---------- Document
# NEPA Delaware River?



## PA Delaware Fisher

Anyone fishing the Delaware River in northeast Pennsylvania? Not having much luck with the walleye or the small mouth since the temp change here. Usually the fishing gets better in the fall. Any input to make my outings more eventful would be appreciated! What baits ya using? What depth? A month ago i couldn't keep the fish off my jig!


----------



## overboard

Night fishing W/ stickbaits. As it gets colder it only gets better! In the last several weeks we have caught walleyes, stripers, and a 46" musky. Most people don't night fish for walleyes, and don't realize how productive it can be. 99% of my walleye fishing is after dark, and have been doing it for years.


----------



## PA Delaware Fisher

Thanks bud! I've spend some time in lake wallenpaupak night fishing for walleye. Usually in about 2-8 feet of water. Does the same go for the river? What color you getting em on? Suspending or Floating stick bait? Sorry for the 21 questions but dont get much time to fish due to the addition of twin girls so i like to do my best to make the little time i get successful


----------



## overboard

Varies on where we fish. If the water is deep enough we use HJ 10's or HJ 12's. Fire Tiger is a good bet, but other colors work also.
If fishing shallower water, it's better to use a floater. Almost all the fish I catch come from the depths you mentioned, 1-8'. They can be very shallow at night.
If you want to read some good posts on fishing a river, go to "walleye central" and read the Susquehanna River thread.
BASICS!!!!---EDDYS, EDGES OF CURRENT, CURRENT BREAKS, AREAS WITH LARGE ROCKS, FRONT AND BACK OF BRIDGE PIERS. No secret, just have to do a little homework and find prime spots. These will also hold walleyes during the day. 
You can go to ANY article on fishing a river for walleyes, and every one of them will mention the basics I listed above.


----------



## PA Delaware Fisher

Thanks bud. Gonna try this weekend if the river isn't sky high and muddy after the 3 days of rain they are predicting!


----------



## JL8Jeff

It doesn't look like the rain affected the river too much so I'll try heading out this weekend. I'm downstream quite a bit but it's stilll really low.


----------



## PA Delaware Fisher

Went out today and the bite was on! I caught a bunch of small mouth and my fair share of walleye. One of which was a personal best! Tomorrow when i upload the pic to my pc ill post it.


----------



## overboard

Was out last night. YES, the bite is on!!!!! Now if only I could keep those pesky stripers away!!! :lol: 
Nothing big, but managed 14 walleyes and 8 stripers.


----------



## PA Delaware Fisher

This is my personal best. Biggest one I've seen pulled out of the stretch of river i fish. Not sure of the weight but it was 27 inches long.


----------



## overboard

Nice river Eye! =D> 
My PB from the river is 29 1/4", before that 28 1/2". One of the guys I fish with has one 29", and another guy has one 28 1/2". 
There are 30+ in there!
--------------------
» The task
Supply what comes next in the Delaware River fishing thread, starting after its final post. The lines after this point are not needed for the task.
---------- Data rows
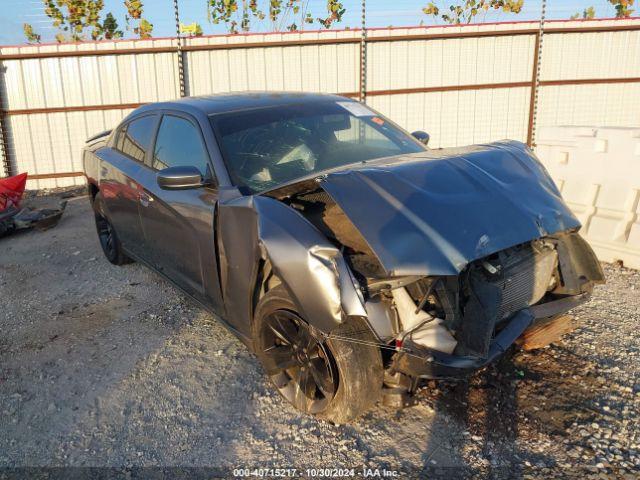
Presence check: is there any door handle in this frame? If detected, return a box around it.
[139,192,153,207]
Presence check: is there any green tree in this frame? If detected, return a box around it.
[609,0,635,18]
[422,0,524,24]
[571,7,596,20]
[22,23,40,43]
[43,0,104,42]
[124,0,153,38]
[207,0,345,33]
[102,12,124,40]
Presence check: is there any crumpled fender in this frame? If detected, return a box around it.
[218,196,367,335]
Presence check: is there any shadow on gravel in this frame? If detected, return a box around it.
[424,340,607,479]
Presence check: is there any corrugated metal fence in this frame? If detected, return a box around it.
[0,20,640,188]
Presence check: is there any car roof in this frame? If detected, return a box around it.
[133,92,353,115]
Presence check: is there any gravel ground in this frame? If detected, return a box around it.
[0,193,640,478]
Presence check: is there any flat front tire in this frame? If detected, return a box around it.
[253,285,383,424]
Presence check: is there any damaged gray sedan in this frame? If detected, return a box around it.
[83,93,604,423]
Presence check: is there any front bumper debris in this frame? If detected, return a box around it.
[392,293,590,379]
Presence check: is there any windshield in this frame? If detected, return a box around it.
[211,100,425,193]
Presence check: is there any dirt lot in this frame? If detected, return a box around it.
[0,193,640,478]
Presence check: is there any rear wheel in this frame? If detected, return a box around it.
[253,285,383,423]
[93,193,133,265]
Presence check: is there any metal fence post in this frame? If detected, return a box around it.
[173,0,186,97]
[0,68,13,177]
[359,0,367,103]
[527,0,547,148]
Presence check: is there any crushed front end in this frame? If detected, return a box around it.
[379,232,604,378]
[270,142,604,404]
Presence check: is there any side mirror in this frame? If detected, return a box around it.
[411,130,431,145]
[157,166,204,190]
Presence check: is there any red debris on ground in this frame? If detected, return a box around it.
[0,173,27,212]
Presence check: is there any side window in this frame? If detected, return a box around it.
[116,115,156,162]
[152,115,208,176]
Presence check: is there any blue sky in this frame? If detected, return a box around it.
[0,0,628,45]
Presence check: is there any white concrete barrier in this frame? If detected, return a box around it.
[536,126,640,269]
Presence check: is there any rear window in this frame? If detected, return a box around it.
[116,115,156,162]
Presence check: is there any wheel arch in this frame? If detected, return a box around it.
[220,196,367,344]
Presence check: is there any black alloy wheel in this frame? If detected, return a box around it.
[260,310,338,414]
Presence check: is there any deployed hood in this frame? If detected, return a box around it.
[320,142,580,276]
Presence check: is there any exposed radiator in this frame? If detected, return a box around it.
[491,248,558,321]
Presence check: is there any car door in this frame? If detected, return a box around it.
[139,112,222,311]
[100,114,159,257]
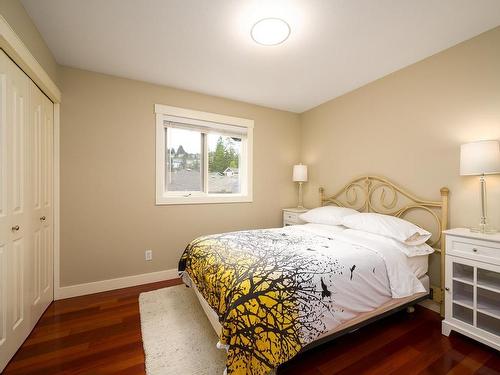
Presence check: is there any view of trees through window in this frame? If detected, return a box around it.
[165,128,241,194]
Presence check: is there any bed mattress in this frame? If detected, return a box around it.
[192,275,430,344]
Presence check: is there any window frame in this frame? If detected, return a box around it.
[155,104,254,205]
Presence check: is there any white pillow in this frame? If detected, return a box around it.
[299,206,359,225]
[342,212,431,246]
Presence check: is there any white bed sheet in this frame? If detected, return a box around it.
[292,223,429,278]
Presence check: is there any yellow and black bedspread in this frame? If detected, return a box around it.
[179,228,352,375]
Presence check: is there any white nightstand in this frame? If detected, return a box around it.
[283,208,309,227]
[442,228,500,350]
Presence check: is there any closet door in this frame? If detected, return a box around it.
[0,51,32,369]
[30,82,54,324]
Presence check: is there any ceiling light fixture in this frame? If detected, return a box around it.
[250,18,290,46]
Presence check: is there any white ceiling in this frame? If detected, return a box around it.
[22,0,500,112]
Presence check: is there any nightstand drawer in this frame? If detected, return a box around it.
[446,236,500,264]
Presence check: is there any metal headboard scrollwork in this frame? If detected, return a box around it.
[319,176,449,318]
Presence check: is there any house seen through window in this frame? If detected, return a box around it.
[157,106,253,204]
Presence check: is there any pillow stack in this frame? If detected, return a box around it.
[300,206,434,257]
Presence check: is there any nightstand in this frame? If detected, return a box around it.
[442,228,500,350]
[283,208,309,227]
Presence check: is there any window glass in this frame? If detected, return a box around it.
[207,133,241,194]
[165,128,203,192]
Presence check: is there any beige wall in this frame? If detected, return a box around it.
[301,28,500,284]
[0,0,58,84]
[60,67,299,286]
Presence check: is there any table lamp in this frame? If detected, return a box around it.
[293,164,307,208]
[460,141,500,233]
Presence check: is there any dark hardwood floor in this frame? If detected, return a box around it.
[4,280,500,375]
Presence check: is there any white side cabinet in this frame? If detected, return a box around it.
[283,208,309,227]
[442,228,500,350]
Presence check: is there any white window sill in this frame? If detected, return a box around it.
[156,194,253,206]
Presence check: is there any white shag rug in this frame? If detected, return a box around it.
[139,285,226,375]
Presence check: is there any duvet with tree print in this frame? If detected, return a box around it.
[179,224,425,375]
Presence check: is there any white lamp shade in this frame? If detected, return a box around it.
[293,164,307,182]
[460,141,500,176]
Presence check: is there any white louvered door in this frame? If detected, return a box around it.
[0,51,53,372]
[30,78,54,322]
[0,48,31,372]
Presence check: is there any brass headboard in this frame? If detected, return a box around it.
[319,176,449,314]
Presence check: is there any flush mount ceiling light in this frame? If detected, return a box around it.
[250,18,290,46]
--------------------
» Task output
----------



## PA Delaware Fisher

Thanks bud. Didn't realize his size until he surfaced and rolled into the net. Needless to say I was very happy!


----------



## Y_J

Right on.. Congrats on the PB.. Way Cool. Now if I could just catch one Walleye.. heheheh Don't matter what size it is. It would be my Personal Best.


----------



## PA Delaware Fisher

Thanks bud. Sometimes its better to be lucky than good! My first one was about 10 years ago off a dock at Lake Wallepaupak fishing with a minnow and a bobber and it wasn't much bigger then the minnow!! :LOL2: You'll get one if your out there enough.


----------



## Y_J

I look forward to that day. I'm originally from California and I don't recall ever hearing of or seeing a walleye back there. Don't believe their are any in CA. Been here in Georgia for 3 1/2 yrs now so that possibility has become a do-able. Don't know yet if a Pike is do-able yet or not though. BUT, Thank God the Bass still are  and Trout still are. Wooot yeah.


----------



## PA Delaware Fisher

Got another decent one for the river i think. 22 1/2 inches. There still going nuts..


----------



## overboard

Another nice river eye! Darn they're pretty in there.


----------



## PA Delaware Fisher

Thanks man! I really want to try and do the night thing but gotta hook up a toggle switch for lights and between trying to get some archery hunting, some fishing and some odds and ends done i just take what i can get.


----------



## overboard

I have that same problem in the spring. Trout, shad, turkey hunting, walleye fishing, getting the odds and ends done! #-o 
Heck, I should just pitch a tent at the river, I could do 4 of the 5 right there! :lol:


----------



## PA Delaware Fisher

HAHA things are hectic this time of year but all worth it. Did ya bag a turkey yesterday? Went out in the afternoon for a archery sit and the wind was outrageous! Saw one doe as we were setting up and not a damn thing after that.


----------



## overboard

I don't hunt fall turkey, only spring gobbler. I can usually get one of them mountain chickens every year.


----------



## jhunter1

Found my way over here from walleye central. Fishing just north of easton ive caught a few walleye but no big numbers. Waiting for the rut to be over and some colder weather than it will be game on.


----------



## overboard

Me too! overboard here, grizzley there.  Good site for tinboat owners.


----------



## PA Delaware Fisher

Tomorrow morning is the first day i can go out this week. Plan on sitting in my tree stand til ruts over as well. Hopefully in the am a good buck walks by me.. Supposed to rain but that seems to be my luck this year haha oh well. Atleast I'm getting out there some. As for the walleye they are biting but gotta find em. Been out there and fished one spot I was catching them then a week later they were 3/4 of a mile down stream! My buddy went to the spot i told him about and was skunked!


----------



## jhunter1

overboard said:


> Me too! overboard here, grizzley there.  Good site for tinboat owners.



Yes it is, ive gone through almost every page in the jet boat section. Pick up my new toy in a week, jet was shipped yesterday 8)


----------



## PA Delaware Fisher

What did ya pick up? Good time to get a new toy!


----------



## jhunter1

PA Delaware Fisher said:


> What did ya pick up? Good time to get a new toy!




1760 searark with a tunnel and 75hp jet. I have a small jet that works great but is miserable to fish out of when its cold. Now I gotta wait til the ruts over so I can get back into fishing!


----------



## PA Delaware Fisher

I have a Grumman 1649b with a suzuki 40/28... I am happy with it but wouldn't mind a 60/40 or even a 50/35. I've never heard anyone say there boat has too much power...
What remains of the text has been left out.